With the line containing "Need: a point for each instance of the man" as the first and the final line of the entries as the last, repeat exactly the lines in that span, including both.

# Provided entries:
————————
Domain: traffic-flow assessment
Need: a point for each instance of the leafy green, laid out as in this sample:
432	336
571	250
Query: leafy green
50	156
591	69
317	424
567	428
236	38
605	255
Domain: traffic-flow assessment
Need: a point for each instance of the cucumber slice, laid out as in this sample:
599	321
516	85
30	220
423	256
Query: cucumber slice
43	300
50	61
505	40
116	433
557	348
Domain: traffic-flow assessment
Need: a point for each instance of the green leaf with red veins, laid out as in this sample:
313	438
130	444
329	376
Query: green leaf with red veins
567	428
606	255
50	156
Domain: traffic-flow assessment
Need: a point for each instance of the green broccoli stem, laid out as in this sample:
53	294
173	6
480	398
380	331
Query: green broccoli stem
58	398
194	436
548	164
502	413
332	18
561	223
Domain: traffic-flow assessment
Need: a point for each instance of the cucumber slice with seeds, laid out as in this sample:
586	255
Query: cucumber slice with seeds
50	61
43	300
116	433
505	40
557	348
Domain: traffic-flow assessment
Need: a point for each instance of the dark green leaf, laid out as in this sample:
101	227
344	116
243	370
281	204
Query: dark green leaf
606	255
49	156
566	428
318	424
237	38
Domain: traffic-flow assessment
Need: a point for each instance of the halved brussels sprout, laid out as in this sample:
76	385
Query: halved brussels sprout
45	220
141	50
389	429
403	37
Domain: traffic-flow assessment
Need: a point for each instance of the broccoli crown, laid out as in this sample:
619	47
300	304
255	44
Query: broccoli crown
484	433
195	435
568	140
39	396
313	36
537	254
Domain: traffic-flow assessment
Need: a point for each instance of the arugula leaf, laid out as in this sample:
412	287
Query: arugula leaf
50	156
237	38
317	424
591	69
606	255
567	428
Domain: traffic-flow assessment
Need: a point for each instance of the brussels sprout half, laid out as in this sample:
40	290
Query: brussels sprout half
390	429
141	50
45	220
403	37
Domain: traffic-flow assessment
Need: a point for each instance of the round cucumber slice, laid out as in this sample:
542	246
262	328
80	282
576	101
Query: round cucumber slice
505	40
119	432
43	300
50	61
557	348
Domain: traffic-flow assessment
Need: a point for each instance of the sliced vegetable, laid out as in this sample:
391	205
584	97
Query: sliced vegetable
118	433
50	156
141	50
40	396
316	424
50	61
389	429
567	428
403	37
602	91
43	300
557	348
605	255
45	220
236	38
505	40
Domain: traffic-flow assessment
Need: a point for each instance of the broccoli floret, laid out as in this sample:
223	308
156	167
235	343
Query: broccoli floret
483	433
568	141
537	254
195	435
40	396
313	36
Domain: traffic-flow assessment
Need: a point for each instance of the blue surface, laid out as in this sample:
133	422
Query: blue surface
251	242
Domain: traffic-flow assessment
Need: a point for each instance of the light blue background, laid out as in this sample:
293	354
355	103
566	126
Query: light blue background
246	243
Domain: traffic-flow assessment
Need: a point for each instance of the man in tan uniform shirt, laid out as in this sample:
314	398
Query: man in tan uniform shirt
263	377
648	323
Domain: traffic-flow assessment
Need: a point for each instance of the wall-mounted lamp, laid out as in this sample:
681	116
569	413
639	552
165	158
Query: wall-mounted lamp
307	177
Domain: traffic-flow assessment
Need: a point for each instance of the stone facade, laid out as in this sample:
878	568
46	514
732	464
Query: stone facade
————————
# Output of the task:
Need: a point for each instance of the man in tan uniform shirt, laid out as in this sample:
314	398
Query: man in tan uniform shirt
263	377
648	323
Domain: traffic-flow assessment
Need: a point for each instance of the wall-mounted lamp, laid out as in this sample:
681	116
569	413
639	552
165	158
Query: wall-mounted lamp
307	177
Domain: traffic-flow assessment
Need: a point for each instance of the stone facade, laid out as in this sample:
878	568
46	514
732	464
Query: stone facade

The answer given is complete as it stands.